#### TEXT BLOCK:
Effects of L-Glutamine on Biomarkers of Response in Sickle Cell Disease: A Pharmacokinetics-Pharmacodynamics Analysis

Oral L-glutamine (Endari®) has been approved by the US-FDA to reduce the acute complications of sickle cell disease (SCD) in patients at least 5 years of age. L-glutamine has several roles in the body including de novo synthesis of intracellular glutathione which acts as an antioxidant. However, the mechanisms of action by which L-glutamine could reduce complications in SCD require further investigation. Additionally, there are no known biomarkers to assess response to L-glutamine therapy.

We conducted an open-label, dose-ascending trial (NCT04684381) of L-glutamine in pediatric (n=4) and adult (n=4) participants with SCD as well as in adult healthy volunteers (n=4) (Table 1). Over a three-week trial period with 4 study visits, serial blood samples were collected to define the pharmacokinetics (PK), pharmacodynamics (PD), and PK-PD interactions of L-glutamine using a broad panel of laboratory investigations including amino acid concentrations, blood counts, percentage of dense red blood cells (%DRBC), whole blood viscosity, osmotic and oxygen gradient ektacytometry, and reactive oxygen species (ROS) of reticulocytes (ROS_retic) and mature red blood cells (ROS_RBC).

#### DATA SECTION:
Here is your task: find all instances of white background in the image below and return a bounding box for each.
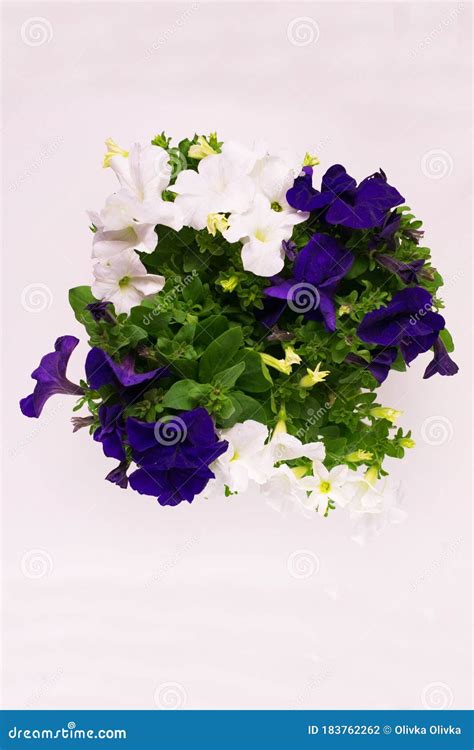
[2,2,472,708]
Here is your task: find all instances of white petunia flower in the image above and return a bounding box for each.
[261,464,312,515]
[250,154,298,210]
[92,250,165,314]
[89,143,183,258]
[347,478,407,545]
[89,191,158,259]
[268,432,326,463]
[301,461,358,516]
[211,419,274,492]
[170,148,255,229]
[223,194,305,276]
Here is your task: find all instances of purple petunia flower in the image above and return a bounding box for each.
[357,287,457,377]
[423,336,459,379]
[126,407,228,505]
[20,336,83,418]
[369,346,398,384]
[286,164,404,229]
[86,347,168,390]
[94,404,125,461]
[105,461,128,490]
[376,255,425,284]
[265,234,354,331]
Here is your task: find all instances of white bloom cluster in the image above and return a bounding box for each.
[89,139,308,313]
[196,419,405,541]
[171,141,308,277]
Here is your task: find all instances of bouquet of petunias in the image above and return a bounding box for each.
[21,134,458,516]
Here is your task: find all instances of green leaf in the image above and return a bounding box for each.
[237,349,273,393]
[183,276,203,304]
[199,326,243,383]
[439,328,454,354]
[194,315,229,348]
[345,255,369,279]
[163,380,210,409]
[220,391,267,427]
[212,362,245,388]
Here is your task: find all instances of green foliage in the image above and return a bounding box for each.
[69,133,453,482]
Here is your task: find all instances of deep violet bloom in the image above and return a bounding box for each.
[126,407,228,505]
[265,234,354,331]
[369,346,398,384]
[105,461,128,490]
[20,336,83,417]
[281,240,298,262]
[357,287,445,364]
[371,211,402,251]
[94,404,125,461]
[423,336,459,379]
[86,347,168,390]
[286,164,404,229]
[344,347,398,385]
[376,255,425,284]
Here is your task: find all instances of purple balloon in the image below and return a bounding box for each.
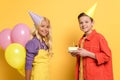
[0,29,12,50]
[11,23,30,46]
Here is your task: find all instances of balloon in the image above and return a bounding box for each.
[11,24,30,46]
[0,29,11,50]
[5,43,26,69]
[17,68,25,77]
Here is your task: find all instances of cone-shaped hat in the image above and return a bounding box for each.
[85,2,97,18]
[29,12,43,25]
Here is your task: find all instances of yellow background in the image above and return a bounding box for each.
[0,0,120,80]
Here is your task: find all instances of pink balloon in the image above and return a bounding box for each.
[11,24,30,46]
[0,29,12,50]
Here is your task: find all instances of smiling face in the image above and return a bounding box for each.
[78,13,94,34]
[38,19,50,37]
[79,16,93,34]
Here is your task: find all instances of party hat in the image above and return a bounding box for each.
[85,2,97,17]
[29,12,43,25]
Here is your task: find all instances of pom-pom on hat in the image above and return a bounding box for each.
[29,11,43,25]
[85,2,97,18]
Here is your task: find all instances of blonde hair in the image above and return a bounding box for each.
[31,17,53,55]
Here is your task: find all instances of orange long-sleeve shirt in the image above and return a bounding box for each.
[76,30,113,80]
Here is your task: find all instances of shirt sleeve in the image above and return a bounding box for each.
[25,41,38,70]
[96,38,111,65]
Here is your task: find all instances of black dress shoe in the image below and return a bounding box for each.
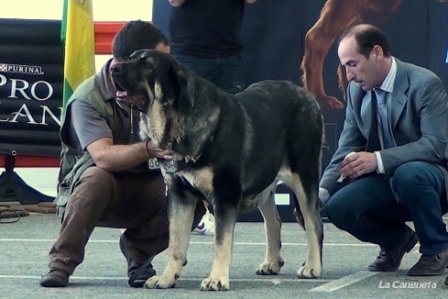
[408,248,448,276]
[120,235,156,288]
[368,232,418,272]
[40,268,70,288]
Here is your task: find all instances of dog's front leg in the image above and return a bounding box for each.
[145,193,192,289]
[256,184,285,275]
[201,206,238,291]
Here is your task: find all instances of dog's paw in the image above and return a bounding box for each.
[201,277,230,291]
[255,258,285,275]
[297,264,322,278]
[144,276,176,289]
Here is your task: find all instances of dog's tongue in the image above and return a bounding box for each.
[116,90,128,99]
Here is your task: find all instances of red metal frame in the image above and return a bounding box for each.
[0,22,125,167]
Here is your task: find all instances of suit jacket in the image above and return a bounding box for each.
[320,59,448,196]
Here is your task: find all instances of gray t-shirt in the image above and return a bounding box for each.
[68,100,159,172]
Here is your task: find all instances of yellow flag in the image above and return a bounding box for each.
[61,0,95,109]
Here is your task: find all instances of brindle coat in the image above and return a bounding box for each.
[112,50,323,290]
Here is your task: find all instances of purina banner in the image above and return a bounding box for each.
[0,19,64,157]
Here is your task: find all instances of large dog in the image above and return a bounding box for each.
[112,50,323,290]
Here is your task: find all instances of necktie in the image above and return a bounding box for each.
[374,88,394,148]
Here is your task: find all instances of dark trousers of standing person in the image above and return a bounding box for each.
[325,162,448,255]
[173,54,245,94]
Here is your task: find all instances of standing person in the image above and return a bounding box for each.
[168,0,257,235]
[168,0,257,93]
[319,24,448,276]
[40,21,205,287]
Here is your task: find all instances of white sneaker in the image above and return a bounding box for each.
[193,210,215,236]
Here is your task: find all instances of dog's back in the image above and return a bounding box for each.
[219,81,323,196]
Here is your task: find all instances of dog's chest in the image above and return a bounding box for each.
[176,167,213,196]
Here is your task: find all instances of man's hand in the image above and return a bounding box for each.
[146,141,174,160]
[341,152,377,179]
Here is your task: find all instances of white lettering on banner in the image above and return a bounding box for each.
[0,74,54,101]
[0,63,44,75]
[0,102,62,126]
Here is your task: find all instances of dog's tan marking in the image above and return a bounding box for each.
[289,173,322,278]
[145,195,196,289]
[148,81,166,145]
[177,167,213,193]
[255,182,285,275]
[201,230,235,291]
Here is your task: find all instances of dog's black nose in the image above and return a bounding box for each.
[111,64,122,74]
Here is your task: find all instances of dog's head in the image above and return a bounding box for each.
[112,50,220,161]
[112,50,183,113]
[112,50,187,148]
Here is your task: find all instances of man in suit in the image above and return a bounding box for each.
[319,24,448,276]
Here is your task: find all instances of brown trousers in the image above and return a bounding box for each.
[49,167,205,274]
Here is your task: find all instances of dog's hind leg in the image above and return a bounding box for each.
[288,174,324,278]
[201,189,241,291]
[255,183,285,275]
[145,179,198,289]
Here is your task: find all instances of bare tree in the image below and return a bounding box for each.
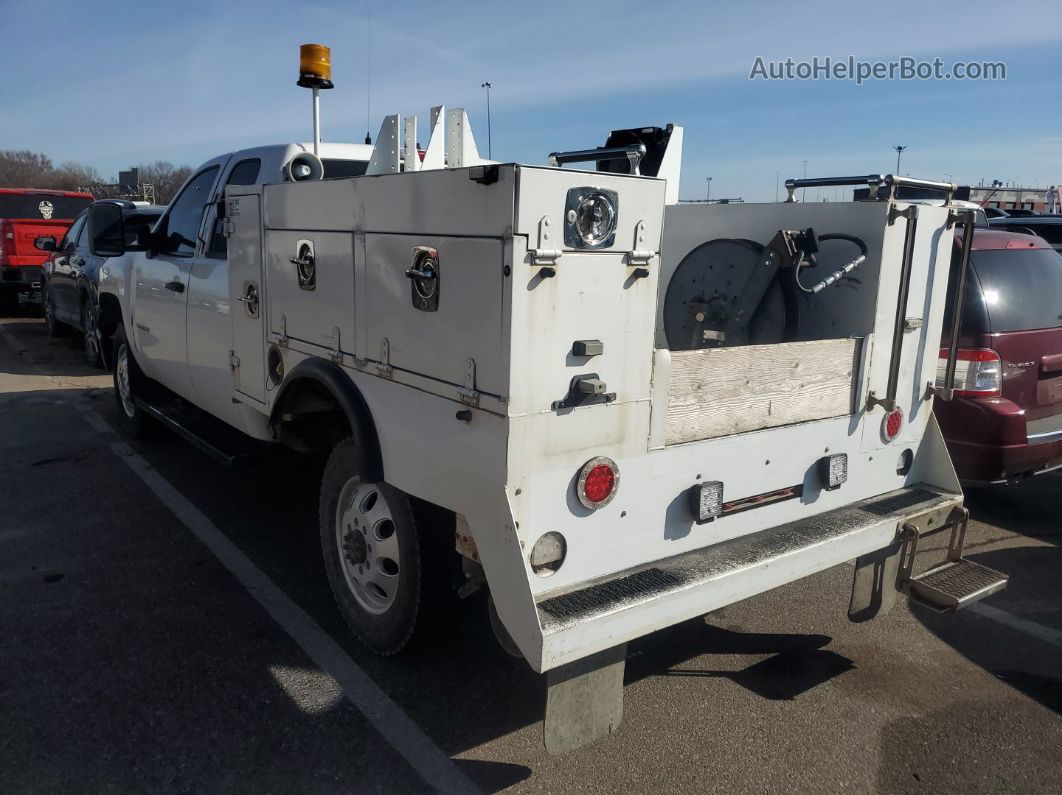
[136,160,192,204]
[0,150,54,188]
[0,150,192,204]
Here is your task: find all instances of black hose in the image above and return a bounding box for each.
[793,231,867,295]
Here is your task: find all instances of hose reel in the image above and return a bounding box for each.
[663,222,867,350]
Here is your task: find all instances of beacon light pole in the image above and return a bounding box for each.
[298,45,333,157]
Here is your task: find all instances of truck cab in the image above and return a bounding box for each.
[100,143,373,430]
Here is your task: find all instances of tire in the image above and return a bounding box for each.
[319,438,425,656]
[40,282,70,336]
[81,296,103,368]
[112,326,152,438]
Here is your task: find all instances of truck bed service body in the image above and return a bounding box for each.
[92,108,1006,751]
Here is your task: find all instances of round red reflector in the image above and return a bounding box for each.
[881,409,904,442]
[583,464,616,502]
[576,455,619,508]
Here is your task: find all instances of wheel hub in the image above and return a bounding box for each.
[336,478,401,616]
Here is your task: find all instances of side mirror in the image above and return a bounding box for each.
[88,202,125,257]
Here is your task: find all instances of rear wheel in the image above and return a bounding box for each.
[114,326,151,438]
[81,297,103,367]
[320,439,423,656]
---
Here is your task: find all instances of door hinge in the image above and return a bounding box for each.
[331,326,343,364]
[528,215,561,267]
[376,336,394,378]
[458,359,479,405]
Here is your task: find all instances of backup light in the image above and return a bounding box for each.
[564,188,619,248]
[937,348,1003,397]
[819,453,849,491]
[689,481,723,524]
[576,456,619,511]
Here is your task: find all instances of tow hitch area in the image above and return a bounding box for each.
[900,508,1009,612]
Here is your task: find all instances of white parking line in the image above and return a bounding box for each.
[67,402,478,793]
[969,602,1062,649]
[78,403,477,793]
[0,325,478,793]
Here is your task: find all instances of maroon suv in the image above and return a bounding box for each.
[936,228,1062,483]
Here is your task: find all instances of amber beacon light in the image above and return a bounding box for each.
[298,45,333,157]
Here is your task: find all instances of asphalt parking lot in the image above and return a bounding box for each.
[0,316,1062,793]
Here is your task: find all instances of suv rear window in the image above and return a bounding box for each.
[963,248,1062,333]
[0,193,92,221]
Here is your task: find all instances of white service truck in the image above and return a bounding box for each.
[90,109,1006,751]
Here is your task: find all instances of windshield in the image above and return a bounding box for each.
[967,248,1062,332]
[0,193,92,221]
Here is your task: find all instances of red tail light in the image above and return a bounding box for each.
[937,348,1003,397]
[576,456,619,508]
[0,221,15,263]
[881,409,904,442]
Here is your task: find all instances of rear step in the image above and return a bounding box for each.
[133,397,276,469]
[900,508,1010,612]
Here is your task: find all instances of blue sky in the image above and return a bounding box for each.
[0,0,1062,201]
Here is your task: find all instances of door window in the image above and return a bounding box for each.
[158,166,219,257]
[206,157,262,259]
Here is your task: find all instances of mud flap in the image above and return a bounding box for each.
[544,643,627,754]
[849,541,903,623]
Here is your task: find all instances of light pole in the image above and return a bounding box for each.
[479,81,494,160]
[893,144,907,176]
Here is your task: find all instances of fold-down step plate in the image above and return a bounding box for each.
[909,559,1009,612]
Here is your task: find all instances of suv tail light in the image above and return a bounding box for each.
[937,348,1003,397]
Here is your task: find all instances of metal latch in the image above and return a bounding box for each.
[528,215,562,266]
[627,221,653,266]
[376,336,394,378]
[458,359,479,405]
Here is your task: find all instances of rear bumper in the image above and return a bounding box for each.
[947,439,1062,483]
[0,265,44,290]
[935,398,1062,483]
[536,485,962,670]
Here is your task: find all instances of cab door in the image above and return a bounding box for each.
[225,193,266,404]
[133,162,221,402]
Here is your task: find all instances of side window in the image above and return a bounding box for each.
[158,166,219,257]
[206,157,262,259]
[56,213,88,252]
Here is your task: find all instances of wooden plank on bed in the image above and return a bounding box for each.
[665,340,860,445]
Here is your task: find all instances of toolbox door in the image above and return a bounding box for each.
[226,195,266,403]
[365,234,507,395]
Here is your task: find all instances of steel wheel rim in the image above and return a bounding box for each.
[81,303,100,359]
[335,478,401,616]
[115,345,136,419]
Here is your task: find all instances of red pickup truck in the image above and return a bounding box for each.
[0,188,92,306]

#### DIRECTIONS:
Pick up the text on L-glutamine in sickle cell disease from its last sentence and continue it.

#### RESPONSE TO THE TASK:
In PK-PD analysis of amino acids, we focused analysis on arginine (Arg), citrulline (Cit), and ornithine (Orn) based on the hypothesis that L-glutamine improves endothelial function by increasing arginine bioavailability and augmenting nitric oxide (NO) production. Peak arginine concentration was directly correlated with both the maximum L-glutamine concentration (C_max, p=0.001) and area-under-the curve (AUC) (p=0.047) indicating improvement in arginine bioavailability, but there was no significant linear correlation with either the Arg:Orn or Arg:(Orn+Cit) ratios.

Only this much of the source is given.